GIVEN RECORDS:
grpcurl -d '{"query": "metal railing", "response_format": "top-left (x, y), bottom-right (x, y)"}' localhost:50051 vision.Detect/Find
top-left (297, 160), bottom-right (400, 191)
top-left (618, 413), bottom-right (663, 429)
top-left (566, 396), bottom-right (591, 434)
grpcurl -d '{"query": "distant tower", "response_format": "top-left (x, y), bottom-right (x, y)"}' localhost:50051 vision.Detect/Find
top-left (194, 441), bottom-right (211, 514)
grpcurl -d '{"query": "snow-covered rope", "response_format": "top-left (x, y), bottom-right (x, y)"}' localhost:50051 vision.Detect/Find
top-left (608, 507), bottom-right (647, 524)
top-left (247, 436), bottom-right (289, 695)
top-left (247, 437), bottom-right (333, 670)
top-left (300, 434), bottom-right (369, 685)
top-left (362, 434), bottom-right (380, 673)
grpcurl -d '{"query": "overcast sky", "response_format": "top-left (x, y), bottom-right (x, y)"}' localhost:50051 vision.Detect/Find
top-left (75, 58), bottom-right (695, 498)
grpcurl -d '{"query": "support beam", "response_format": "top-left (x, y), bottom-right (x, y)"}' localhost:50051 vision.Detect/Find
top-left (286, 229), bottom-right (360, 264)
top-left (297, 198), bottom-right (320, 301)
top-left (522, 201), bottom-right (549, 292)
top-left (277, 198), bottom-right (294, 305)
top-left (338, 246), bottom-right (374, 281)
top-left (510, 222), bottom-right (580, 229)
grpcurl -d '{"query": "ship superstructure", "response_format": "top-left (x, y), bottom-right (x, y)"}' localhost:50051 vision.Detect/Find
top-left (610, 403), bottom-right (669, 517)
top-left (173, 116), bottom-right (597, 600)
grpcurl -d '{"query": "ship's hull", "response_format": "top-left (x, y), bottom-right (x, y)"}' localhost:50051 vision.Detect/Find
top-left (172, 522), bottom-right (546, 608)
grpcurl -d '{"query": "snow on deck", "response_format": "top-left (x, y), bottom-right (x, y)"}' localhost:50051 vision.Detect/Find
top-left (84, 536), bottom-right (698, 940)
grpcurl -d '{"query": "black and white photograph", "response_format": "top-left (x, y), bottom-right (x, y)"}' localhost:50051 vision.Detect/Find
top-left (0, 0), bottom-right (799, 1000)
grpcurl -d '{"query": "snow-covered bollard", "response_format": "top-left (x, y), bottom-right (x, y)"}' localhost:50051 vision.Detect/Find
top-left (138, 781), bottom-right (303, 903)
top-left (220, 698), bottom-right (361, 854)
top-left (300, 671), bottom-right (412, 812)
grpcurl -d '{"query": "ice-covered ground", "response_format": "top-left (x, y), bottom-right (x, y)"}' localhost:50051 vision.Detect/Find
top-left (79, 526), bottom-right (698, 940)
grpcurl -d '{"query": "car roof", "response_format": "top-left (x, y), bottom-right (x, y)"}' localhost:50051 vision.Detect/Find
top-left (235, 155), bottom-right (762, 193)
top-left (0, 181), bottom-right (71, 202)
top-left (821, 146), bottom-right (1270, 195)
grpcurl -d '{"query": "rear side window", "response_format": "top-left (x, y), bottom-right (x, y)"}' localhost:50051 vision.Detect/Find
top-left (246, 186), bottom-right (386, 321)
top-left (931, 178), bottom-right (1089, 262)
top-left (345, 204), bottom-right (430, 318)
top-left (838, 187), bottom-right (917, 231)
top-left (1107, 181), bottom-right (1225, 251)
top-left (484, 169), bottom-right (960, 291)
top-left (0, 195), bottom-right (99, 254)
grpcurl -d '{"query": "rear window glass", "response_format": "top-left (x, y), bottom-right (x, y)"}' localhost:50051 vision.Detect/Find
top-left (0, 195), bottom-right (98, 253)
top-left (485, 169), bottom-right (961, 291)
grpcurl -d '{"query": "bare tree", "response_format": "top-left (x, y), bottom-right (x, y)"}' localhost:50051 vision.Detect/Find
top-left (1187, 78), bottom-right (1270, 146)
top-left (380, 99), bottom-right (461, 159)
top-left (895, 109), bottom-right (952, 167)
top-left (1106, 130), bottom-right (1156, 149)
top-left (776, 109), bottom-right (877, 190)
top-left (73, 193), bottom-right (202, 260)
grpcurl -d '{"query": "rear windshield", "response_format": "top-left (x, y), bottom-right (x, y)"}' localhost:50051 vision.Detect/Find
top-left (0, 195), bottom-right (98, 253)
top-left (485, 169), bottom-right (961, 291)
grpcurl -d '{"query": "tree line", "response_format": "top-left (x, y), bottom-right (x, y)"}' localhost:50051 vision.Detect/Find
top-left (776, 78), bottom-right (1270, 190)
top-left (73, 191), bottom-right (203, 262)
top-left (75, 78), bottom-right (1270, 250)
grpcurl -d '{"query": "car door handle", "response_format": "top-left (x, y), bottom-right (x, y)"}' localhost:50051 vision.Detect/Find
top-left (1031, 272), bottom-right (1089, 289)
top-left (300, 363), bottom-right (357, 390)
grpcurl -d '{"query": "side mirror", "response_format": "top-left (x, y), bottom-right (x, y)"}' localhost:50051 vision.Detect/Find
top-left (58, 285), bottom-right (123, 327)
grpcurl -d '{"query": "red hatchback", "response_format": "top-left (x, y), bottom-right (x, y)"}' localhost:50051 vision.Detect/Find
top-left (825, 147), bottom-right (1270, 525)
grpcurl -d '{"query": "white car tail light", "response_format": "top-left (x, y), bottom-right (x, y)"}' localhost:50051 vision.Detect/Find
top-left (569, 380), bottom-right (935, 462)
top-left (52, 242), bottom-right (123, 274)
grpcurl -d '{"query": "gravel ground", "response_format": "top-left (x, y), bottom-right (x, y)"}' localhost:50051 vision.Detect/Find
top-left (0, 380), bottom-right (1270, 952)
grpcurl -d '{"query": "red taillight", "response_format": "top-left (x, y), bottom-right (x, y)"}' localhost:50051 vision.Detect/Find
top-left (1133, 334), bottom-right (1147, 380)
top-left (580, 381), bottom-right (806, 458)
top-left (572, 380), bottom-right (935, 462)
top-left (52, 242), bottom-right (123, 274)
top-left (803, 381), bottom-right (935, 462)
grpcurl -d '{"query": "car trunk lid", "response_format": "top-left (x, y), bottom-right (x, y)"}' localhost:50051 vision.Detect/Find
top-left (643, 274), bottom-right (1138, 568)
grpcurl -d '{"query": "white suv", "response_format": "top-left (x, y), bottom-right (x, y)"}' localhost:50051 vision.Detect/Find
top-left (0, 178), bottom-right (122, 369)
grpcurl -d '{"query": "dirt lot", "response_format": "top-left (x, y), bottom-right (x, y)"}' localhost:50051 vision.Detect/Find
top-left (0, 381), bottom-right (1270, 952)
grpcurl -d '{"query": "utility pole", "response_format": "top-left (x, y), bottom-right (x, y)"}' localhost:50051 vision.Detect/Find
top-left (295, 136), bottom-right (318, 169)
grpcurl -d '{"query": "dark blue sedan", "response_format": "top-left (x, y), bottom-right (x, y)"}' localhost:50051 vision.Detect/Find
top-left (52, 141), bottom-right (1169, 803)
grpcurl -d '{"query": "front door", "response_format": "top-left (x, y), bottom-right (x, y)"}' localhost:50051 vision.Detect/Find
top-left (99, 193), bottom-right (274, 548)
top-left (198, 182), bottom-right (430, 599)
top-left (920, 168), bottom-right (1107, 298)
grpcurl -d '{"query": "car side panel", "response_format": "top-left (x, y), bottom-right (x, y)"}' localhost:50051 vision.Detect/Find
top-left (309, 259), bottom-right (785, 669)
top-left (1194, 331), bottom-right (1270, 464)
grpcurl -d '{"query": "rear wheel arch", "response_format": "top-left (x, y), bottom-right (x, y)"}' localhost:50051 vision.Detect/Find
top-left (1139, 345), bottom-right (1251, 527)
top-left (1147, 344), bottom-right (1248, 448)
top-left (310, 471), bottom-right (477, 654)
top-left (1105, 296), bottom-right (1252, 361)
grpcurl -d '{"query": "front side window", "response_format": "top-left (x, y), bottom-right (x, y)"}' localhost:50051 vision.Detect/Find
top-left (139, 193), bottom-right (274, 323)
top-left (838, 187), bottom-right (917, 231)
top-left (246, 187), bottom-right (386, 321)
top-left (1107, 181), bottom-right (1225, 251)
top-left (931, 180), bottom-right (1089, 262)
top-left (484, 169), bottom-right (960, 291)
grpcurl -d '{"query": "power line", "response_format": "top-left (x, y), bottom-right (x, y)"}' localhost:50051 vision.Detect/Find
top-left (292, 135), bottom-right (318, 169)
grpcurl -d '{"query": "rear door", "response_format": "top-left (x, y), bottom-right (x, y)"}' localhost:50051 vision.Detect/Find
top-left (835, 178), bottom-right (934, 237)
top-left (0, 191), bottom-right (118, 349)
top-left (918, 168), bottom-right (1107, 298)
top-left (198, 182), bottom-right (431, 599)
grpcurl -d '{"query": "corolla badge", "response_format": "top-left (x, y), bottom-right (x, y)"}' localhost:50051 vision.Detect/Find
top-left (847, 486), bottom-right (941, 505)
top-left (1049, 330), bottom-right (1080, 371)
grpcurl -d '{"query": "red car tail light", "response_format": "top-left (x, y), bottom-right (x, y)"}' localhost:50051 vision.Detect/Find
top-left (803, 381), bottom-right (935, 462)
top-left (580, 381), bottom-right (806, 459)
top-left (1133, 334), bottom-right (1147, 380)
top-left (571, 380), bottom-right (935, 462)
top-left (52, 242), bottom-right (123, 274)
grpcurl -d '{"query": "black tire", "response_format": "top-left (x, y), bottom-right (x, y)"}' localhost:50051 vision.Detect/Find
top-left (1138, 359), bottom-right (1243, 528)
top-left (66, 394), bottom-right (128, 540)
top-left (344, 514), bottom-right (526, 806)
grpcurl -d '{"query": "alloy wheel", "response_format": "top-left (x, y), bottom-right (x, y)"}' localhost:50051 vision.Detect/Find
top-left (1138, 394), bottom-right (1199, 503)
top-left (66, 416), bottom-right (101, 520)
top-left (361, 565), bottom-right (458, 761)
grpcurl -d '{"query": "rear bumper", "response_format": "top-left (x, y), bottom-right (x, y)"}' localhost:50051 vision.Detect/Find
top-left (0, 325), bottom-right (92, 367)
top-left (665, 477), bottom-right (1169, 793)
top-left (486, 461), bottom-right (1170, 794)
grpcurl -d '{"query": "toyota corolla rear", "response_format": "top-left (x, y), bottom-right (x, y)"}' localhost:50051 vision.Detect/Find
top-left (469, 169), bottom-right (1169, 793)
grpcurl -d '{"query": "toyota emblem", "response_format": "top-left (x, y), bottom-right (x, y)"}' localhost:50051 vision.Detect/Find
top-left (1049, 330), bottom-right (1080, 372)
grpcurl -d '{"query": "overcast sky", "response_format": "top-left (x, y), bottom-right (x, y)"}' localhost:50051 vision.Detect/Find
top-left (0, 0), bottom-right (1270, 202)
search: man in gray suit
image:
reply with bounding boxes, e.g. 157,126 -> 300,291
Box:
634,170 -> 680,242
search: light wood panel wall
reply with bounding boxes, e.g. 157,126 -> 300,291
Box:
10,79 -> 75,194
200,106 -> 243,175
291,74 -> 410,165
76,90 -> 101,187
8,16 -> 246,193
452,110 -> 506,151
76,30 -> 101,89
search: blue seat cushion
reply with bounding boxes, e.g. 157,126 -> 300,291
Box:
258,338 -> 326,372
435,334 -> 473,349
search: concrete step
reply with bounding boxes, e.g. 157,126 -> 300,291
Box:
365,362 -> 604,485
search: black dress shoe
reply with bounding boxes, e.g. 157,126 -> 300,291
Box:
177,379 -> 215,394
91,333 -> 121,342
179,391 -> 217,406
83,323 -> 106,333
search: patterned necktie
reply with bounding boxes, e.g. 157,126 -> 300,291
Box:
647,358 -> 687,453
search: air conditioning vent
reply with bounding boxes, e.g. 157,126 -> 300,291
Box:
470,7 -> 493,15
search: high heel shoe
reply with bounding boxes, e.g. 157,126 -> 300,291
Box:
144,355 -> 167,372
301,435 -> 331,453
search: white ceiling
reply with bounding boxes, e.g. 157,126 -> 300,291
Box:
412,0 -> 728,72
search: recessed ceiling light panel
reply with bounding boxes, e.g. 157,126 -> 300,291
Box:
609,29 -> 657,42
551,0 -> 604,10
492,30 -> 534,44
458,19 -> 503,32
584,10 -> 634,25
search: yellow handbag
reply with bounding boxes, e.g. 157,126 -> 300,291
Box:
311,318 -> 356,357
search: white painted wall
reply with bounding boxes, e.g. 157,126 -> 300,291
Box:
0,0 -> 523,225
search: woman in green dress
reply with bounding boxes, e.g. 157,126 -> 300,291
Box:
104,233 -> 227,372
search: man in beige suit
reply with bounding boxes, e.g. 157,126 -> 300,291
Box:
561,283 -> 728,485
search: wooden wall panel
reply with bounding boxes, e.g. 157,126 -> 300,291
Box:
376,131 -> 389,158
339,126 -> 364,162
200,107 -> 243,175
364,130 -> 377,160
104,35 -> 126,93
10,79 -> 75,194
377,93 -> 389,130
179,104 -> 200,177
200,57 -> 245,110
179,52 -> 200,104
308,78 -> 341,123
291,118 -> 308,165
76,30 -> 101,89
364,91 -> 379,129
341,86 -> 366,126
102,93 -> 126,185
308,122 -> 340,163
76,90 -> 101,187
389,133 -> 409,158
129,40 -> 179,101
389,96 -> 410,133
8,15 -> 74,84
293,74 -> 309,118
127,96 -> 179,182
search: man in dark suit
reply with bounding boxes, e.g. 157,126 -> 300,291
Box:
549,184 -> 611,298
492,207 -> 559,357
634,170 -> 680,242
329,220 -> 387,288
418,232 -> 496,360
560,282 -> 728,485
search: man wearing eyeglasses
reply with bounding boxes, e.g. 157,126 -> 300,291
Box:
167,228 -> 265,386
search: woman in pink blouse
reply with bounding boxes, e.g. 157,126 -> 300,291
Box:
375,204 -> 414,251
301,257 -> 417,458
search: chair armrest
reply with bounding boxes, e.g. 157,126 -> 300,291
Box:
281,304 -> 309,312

WRITTEN REQUEST: Recast the material from its first line through the line containing "top-left (194, 441), bottom-right (211, 514)", inclusive, as a JSON list of strings with one string per line and blank lines omitted.

TASK RESPONSE:
[
  "grpcurl -d '{\"query\": \"metal railing\", \"response_format\": \"top-left (x, y), bottom-right (x, y)\"}' localhost:50051 vision.Detect/Find",
  "top-left (297, 160), bottom-right (400, 191)",
  "top-left (618, 413), bottom-right (663, 429)",
  "top-left (566, 396), bottom-right (591, 434)",
  "grpcurl -d '{\"query\": \"distant tower\", \"response_format\": \"top-left (x, y), bottom-right (x, y)\"}' localhost:50051 vision.Detect/Find",
  "top-left (194, 441), bottom-right (211, 514)"
]